EXERCISE A
Please transcribe the passage on sustainable aviation fuel from "Notably, the choice" up to and including "liter, respectively [42].".

TEXT EXCERPT
Currently, the HEFA route is the one that has shown better results and has been responsible for the absolute majority of sustainable fuel production hydrocarbons. The main advantage of the route is the existing domain over the technology involved. On the other hand, lipid precursors’ cost, availability, and sustainability represent a major challenge. Furthermore, biofuels produced by the HEFA route are formed by linear alkanes with a boiling point in the diesel range. In this way, if the objective is employment in aviation, additional hydroprocessing is needed to adjust properties. This means that the production cost of HEFA-SPK is currently around three to six times that of conventional aviation kerosene.

From an economic perspective, comparing different routes for producing SAF reveals varying figures for the minimum fuel selling price (MFSP). The average MFSP of the HEFA route is the lowest, at a medium of USD 1.25 per liter. The low prices are justified since HEFA has the greatest production yield, exceeding 1000 liters per ton of dry feed, and relatively lower capital costs, approximately USD 0.34 per liter. The FT and ATJ routes exhibit similar average MFSPs at USD 1.98 and USD 1.86 per liter. The highest average MFSP is observed in the hydroprocessing of fermented sugars (HFS) route, with a range starting at USD 4.56 per liter [42].

Notably, the choice of feedstock and technology significantly influences the MFSP. For instance, using palm fatty acid distillate as feedstock in HEFA provides an estimated MFSP of USD 1.07, while Pongamia is estimated at USD 5.02 per liter. Employing energy crops in FT synthesis leads to a higher MFSP of USD 2.15 per liter compared to utilizing municipal solid waste (MSW) or forest residues, which yield USD 1.53 and USD 0.92 per liter, respectively. In the case of ATJ, energy crops result in the highest MFSP at USD 2.77 per liter, surpassing the costs associated with sugarcane, agricultural residues, and corn grains, which stand at USD 1.86, USD 2.71, and USD 1.86 per liter, respectively [42].

Additionally, the gasification-FT route requires substantial investment, where capital costs contribute 50–75% to total production costs, unlike the ATJ route, which ranges from 20–50%. However, despite its higher capital intensity, the gasification-FT route benefits from lower feedstock costs, accounting for 10–35% of total production costs, compared to 15–60% in the ATJ route [42].

Hence, based on the factors described above, HEFA stands out as the most advanced commercially available fuel production path, as the others still need further refinement, particularly to drive down production costs. Nevertheless, the FT-SPK process is rapidly advancing. It presents notable advantages, such as more feedstock flexibility and the ability to utilize a wide array of sources, such as agricultural waste or MSW, while delivering significant reductions in greenhouse gas emissions.

Accordingly, biofuels hold the potential to create new markets and opportunities; therefore, the integration of SAF encounters significant hurdles, both economically and within regulatory frameworks. Economically, the production of SAF competes for crucial resources such as land and clean energy, thereby impeding its widespread utilization [54]. Regulatory obstacles encompass the need to blend mandates and consider electricity costs in SAF production facilities [55,56].

To surmount these impediments, policymakers can implement supportive measures such as mandatory quotas for SAF utilization and financial incentives directed towards SAF production [56]. Furthermore, fostering research into alternative pathways for SAF production and addressing concerns regarding SAF’s impact on ice formation in aircraft fuel systems can bolster safety and efficiency, thus promoting greater acceptance of SAF within the aviation sector [57]. The broader adoption of SAF within aviation can be facilitated through targeted policies and technological advancements to mitigate economic and regulatory challenges.

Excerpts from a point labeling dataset
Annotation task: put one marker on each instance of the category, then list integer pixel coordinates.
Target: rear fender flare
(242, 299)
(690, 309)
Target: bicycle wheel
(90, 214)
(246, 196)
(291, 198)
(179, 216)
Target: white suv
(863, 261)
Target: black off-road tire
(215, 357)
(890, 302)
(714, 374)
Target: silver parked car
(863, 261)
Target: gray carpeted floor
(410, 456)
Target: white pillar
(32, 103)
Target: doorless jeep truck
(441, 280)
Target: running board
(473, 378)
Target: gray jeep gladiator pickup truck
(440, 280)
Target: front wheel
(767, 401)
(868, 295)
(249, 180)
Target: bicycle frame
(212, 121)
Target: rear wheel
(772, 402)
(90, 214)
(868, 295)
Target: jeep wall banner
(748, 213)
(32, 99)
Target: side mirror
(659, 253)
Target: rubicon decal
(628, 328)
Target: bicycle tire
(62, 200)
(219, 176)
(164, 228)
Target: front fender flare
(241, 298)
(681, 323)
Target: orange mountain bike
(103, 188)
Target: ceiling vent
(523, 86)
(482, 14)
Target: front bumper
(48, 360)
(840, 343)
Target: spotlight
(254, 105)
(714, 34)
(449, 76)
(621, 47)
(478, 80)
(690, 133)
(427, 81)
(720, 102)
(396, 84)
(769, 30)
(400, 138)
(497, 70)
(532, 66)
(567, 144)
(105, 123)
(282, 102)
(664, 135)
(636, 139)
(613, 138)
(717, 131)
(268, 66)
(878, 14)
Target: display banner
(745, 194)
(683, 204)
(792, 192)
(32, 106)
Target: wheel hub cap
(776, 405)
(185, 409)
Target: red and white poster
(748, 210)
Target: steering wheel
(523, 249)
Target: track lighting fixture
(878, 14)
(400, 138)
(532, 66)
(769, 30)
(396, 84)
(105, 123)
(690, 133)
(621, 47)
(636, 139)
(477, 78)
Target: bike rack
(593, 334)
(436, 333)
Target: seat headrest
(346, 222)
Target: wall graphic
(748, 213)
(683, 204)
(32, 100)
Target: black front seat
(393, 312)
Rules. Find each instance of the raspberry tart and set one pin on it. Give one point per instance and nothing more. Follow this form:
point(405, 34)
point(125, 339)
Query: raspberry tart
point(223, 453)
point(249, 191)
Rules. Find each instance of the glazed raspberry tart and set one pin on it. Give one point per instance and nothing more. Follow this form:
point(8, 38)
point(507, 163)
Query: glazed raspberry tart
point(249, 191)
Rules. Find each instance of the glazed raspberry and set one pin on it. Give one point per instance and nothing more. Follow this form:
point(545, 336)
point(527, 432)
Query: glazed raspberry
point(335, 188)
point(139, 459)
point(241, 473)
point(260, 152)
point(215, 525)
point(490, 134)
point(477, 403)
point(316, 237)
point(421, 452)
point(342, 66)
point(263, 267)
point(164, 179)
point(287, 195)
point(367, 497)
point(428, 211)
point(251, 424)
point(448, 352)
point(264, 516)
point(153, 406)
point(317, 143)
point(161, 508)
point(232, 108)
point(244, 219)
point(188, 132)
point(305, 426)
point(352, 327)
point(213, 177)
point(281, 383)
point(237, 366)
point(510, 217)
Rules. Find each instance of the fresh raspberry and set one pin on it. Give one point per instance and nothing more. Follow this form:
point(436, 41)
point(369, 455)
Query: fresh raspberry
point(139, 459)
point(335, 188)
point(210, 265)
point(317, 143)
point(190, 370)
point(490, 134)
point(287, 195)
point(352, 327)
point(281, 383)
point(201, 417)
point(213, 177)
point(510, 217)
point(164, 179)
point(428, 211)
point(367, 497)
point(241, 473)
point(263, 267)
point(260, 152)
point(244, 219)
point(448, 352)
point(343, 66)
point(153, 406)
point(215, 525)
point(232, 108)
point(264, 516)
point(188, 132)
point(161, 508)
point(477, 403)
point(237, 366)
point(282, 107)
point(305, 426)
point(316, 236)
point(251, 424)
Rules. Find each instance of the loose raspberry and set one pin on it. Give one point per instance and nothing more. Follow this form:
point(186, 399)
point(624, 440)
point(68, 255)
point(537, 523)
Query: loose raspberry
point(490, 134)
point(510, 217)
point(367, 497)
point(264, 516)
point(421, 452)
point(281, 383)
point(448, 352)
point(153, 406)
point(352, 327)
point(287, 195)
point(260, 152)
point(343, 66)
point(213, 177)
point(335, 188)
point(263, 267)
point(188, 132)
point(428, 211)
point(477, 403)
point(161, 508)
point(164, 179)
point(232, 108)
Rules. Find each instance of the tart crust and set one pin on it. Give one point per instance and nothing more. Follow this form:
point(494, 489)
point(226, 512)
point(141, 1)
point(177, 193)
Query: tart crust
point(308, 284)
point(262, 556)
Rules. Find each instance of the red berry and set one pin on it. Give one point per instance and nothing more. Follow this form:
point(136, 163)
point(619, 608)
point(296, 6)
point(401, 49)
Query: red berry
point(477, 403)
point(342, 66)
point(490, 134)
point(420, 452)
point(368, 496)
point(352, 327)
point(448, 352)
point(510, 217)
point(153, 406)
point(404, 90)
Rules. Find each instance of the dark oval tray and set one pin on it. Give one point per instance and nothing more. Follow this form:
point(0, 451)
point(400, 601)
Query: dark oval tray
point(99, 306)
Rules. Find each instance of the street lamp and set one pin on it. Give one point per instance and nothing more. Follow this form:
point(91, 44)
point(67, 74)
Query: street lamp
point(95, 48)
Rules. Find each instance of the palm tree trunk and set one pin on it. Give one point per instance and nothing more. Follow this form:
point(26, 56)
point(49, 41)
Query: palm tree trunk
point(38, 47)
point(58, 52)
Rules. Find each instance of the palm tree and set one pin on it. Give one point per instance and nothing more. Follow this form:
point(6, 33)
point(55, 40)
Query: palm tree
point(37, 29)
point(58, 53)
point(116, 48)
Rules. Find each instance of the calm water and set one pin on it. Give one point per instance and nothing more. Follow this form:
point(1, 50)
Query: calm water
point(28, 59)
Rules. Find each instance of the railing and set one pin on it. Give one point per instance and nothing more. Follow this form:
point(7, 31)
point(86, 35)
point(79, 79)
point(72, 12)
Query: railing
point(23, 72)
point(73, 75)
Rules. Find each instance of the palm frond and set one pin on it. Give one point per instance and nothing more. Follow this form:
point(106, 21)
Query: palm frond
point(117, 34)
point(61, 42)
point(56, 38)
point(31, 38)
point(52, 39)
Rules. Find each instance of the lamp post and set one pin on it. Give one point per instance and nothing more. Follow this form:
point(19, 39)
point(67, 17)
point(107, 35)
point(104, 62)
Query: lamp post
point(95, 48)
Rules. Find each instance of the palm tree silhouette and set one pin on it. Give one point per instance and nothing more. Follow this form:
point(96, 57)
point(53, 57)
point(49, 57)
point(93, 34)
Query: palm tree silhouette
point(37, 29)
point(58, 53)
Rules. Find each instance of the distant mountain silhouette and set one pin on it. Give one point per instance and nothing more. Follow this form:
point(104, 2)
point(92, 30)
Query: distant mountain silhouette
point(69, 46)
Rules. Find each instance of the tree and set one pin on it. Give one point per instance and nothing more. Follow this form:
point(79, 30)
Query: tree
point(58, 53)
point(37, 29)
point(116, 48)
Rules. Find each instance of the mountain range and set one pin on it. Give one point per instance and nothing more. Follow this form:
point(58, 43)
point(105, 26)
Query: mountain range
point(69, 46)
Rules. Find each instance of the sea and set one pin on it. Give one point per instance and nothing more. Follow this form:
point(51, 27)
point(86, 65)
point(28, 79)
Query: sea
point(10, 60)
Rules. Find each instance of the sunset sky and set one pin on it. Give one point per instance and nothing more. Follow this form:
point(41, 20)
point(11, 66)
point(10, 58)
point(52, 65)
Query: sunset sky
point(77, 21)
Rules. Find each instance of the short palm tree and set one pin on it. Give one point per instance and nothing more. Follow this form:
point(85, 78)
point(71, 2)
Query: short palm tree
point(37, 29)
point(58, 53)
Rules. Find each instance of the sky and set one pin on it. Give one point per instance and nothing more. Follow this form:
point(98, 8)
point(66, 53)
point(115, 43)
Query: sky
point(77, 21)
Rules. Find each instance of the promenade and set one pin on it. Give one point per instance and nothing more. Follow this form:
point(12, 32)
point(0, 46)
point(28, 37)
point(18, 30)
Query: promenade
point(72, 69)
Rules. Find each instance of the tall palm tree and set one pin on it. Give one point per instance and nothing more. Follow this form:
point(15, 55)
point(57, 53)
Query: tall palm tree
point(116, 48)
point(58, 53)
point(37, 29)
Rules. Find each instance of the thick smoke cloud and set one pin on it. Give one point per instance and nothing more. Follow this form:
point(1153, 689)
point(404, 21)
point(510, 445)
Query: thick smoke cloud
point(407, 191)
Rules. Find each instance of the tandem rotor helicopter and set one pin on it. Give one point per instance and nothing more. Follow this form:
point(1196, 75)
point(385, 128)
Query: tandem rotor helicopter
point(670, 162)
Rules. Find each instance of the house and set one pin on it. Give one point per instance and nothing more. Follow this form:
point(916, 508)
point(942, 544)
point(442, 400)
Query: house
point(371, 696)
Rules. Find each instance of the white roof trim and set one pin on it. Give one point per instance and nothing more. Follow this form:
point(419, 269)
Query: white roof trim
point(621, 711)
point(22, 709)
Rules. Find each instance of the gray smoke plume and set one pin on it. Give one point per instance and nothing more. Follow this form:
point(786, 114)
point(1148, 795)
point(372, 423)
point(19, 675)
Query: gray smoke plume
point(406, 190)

EXERCISE B
Extract every line of the listing above that contains the word "dark".

TASK SOLUTION A
Notably, the choice of feedstock and technology significantly influences the MFSP. For instance, using palm fatty acid distillate as feedstock in HEFA provides an estimated MFSP of USD 1.07, while Pongamia is estimated at USD 5.02 per liter. Employing energy crops in FT synthesis leads to a higher MFSP of USD 2.15 per liter compared to utilizing municipal solid waste (MSW) or forest residues, which yield USD 1.53 and USD 0.92 per liter, respectively. In the case of ATJ, energy crops result in the highest MFSP at USD 2.77 per liter, surpassing the costs associated with sugarcane, agricultural residues, and corn grains, which stand at USD 1.86, USD 2.71, and USD 1.86 per liter, respectively [42].

TASK SOLUTION B
Rules. Find each instance of the dark oval tray and set one pin on it. Give one point per instance and nothing more. Follow this form:
Query: dark oval tray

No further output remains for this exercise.